- **Job**
Pick out every line in the material below that contains the word "camouflage", and copy each one.

[start Extracted records]

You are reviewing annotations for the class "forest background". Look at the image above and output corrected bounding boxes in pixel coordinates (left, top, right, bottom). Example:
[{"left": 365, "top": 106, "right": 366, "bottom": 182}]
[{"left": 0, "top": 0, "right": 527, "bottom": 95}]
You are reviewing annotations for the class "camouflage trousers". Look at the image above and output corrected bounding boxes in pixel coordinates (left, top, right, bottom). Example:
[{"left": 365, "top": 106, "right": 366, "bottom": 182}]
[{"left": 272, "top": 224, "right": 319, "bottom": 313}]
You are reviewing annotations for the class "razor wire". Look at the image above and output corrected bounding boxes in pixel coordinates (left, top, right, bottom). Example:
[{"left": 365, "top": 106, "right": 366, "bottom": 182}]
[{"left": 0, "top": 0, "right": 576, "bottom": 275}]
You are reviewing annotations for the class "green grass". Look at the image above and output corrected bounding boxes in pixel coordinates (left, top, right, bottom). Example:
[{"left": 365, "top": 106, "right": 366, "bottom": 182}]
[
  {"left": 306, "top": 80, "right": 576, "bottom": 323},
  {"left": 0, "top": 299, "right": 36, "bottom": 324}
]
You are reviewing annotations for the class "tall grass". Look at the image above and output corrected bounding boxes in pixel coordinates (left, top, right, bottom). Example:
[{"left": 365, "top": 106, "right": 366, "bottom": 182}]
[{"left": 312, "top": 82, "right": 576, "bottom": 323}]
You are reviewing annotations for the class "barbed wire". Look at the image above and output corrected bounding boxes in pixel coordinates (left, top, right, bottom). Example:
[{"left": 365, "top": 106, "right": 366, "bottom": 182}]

[end Extracted records]

- **Worked solution**
You are reviewing annotations for the class "camouflage trousers". Look at the image above and output corrected bounding boxes in pixel coordinates (left, top, right, bottom). Example:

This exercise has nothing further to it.